:: STATED TASK ::
Pick out every line in the items below that contains the word "grassy", and copy each one.

:: STORED DATA ::
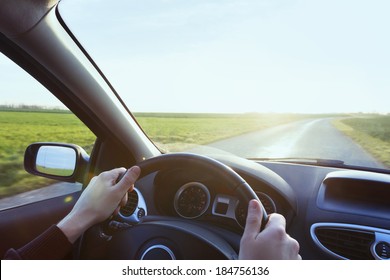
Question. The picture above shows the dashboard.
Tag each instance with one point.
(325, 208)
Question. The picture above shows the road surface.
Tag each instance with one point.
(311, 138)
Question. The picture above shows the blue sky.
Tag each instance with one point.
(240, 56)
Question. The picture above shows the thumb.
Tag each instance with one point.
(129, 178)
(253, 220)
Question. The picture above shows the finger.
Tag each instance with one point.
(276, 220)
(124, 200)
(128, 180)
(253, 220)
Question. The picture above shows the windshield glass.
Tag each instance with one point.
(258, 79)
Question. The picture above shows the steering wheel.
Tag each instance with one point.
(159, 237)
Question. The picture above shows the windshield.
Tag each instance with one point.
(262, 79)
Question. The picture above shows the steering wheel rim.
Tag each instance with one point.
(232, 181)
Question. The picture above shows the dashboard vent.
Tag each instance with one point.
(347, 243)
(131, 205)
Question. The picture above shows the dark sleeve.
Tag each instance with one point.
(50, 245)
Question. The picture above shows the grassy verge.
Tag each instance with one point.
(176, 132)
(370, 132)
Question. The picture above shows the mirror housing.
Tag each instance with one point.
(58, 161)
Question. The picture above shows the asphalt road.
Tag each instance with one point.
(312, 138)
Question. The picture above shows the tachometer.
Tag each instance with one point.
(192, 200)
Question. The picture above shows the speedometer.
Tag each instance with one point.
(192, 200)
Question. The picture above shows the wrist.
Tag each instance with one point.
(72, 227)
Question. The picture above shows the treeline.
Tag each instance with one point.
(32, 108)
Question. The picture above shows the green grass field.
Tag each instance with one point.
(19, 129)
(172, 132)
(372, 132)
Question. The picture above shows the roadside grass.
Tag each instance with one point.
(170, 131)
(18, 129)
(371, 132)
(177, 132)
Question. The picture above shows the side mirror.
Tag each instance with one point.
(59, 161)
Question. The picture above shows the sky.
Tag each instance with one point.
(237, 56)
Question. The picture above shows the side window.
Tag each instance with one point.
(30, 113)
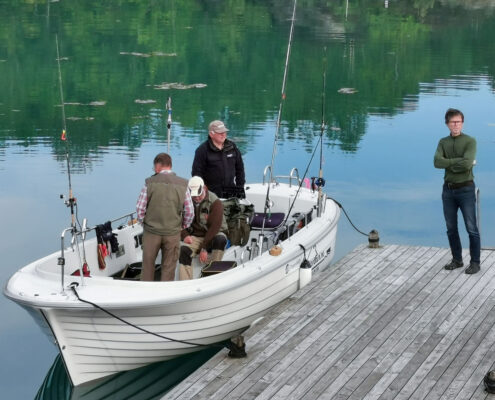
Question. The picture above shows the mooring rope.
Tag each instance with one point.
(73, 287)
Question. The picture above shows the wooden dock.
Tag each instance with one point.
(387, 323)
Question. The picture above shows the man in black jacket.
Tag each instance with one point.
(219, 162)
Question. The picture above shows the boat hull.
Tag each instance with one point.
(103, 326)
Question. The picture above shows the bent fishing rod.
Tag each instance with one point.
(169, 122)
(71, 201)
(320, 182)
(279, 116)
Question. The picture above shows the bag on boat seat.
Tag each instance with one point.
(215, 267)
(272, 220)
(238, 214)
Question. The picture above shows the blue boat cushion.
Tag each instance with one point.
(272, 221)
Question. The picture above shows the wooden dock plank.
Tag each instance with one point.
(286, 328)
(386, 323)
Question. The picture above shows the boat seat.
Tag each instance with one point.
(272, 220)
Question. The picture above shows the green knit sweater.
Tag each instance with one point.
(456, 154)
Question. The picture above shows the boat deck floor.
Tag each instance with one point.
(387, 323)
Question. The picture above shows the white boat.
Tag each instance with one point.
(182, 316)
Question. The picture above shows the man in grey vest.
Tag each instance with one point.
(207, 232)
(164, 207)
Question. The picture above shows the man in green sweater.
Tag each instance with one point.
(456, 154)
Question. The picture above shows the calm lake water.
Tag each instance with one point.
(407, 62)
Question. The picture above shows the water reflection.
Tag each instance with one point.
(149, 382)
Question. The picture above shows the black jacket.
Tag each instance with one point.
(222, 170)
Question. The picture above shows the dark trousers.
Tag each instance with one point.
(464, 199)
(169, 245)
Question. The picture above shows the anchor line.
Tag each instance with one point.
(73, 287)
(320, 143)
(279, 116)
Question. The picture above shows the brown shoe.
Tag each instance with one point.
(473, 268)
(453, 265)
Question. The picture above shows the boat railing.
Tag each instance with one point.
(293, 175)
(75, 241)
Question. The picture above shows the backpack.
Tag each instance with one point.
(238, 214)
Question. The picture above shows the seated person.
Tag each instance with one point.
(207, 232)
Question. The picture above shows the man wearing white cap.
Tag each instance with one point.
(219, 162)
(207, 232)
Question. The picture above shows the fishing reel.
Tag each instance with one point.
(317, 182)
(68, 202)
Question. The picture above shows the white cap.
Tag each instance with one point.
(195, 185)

==

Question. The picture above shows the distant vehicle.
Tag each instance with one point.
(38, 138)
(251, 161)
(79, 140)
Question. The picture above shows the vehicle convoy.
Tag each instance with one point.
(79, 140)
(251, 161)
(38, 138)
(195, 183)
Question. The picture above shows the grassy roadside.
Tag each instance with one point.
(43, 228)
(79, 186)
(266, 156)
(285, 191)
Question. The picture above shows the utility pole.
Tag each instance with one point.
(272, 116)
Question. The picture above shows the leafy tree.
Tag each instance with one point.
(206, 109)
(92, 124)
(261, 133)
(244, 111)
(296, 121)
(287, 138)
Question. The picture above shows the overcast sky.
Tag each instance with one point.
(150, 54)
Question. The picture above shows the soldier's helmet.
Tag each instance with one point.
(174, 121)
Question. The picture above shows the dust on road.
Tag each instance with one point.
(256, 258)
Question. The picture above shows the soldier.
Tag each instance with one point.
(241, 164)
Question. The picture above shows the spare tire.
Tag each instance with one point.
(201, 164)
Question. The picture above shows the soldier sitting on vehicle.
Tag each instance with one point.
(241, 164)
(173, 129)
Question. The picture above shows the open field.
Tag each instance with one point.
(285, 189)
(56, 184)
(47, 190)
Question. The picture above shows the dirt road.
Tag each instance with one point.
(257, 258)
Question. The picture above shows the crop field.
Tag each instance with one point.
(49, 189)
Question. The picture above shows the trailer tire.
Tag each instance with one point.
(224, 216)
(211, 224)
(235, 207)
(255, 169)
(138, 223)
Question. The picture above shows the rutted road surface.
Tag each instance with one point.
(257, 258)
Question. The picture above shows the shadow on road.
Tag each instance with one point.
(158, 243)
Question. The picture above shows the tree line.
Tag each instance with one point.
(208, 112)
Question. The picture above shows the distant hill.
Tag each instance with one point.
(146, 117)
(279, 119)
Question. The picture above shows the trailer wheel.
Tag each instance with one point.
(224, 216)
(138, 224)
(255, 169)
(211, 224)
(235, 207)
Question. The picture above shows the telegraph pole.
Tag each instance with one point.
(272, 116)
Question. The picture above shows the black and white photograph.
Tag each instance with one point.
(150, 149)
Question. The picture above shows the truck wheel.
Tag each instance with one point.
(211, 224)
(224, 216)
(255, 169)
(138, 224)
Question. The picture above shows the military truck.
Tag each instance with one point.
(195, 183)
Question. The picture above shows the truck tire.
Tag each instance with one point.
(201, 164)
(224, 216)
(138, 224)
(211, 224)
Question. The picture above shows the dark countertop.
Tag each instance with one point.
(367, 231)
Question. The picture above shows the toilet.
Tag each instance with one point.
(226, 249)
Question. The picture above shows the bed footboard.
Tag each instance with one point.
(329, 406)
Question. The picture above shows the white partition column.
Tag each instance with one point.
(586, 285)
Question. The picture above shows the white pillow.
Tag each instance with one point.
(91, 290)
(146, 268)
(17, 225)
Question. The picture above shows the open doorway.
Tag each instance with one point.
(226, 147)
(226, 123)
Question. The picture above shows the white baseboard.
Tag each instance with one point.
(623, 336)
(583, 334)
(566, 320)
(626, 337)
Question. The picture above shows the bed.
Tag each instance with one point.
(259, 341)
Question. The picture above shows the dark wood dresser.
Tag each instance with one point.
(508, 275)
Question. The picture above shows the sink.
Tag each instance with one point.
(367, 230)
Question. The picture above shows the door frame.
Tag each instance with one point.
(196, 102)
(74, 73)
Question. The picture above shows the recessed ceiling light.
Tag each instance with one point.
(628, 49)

:: EXERCISE OUTPUT ::
Question. The picture above shows the grassy verge.
Question. The picture above shows the grassy roadside.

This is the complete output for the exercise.